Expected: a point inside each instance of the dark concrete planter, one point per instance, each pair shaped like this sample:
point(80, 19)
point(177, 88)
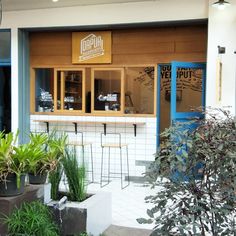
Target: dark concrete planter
point(9, 187)
point(92, 215)
point(37, 179)
point(31, 193)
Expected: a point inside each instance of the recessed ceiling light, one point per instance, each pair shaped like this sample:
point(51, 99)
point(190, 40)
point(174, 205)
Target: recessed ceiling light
point(221, 4)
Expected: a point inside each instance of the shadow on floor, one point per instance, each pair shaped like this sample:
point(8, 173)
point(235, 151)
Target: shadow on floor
point(114, 230)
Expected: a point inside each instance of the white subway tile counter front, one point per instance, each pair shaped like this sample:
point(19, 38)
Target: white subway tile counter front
point(141, 147)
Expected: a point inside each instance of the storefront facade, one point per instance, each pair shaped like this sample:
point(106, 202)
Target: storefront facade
point(157, 32)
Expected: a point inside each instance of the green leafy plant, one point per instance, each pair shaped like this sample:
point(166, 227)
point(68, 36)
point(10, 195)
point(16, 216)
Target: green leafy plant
point(54, 179)
point(76, 176)
point(48, 150)
point(195, 172)
point(31, 219)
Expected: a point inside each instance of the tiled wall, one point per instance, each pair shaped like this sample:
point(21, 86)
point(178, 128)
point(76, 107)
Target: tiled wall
point(142, 147)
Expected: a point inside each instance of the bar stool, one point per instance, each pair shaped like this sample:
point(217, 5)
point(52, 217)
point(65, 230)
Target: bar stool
point(118, 145)
point(83, 144)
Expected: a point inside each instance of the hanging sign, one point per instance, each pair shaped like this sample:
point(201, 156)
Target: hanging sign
point(91, 47)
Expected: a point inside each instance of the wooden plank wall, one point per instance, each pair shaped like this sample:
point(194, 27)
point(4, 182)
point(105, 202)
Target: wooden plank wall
point(129, 47)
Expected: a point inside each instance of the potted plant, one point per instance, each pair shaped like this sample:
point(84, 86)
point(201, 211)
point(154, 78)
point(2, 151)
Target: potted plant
point(47, 151)
point(32, 218)
point(75, 210)
point(12, 167)
point(201, 201)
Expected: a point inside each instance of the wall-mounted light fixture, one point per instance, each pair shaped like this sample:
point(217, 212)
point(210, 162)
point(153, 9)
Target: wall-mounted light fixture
point(221, 4)
point(221, 50)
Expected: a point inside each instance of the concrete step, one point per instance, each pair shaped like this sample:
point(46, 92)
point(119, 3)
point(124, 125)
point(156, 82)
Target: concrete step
point(115, 230)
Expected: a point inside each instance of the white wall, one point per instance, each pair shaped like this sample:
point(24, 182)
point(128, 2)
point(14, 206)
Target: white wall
point(148, 11)
point(222, 32)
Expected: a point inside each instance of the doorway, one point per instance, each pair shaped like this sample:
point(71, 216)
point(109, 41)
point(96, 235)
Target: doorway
point(5, 98)
point(181, 89)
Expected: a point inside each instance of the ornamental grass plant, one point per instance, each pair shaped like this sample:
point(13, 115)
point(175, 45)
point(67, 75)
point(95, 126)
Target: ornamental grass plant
point(195, 173)
point(31, 219)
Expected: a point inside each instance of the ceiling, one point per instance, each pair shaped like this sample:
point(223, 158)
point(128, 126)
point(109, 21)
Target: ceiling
point(15, 5)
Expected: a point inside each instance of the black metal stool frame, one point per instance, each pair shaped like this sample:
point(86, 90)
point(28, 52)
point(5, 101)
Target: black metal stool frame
point(109, 146)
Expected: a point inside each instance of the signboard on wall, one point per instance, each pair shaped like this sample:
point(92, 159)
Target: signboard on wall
point(91, 47)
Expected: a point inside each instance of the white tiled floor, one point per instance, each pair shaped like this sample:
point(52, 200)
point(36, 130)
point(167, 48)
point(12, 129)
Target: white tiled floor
point(127, 204)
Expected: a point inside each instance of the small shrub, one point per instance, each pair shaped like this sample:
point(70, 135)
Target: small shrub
point(75, 175)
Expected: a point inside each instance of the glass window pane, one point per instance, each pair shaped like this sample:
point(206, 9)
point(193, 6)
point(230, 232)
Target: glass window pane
point(189, 89)
point(139, 90)
point(44, 90)
point(73, 90)
point(5, 45)
point(107, 90)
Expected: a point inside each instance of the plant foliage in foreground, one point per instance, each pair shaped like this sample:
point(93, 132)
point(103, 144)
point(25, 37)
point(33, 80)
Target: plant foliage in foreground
point(195, 172)
point(75, 175)
point(31, 219)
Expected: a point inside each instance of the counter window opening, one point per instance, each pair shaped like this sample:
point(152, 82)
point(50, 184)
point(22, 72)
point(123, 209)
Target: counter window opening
point(115, 91)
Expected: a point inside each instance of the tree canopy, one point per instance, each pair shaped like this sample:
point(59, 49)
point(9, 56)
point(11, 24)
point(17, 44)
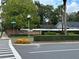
*****
Requirement: Repeat the line containing "point(50, 184)" and every line after it up to the end of the material above, exactly as they stand, minus the pictures.

Written answer:
point(50, 184)
point(22, 72)
point(123, 209)
Target: counter window opening
point(115, 91)
Expected: a point inside each instance of the tree canopy, one point per instance, each pair shaped like this sample:
point(59, 49)
point(9, 56)
point(11, 24)
point(17, 44)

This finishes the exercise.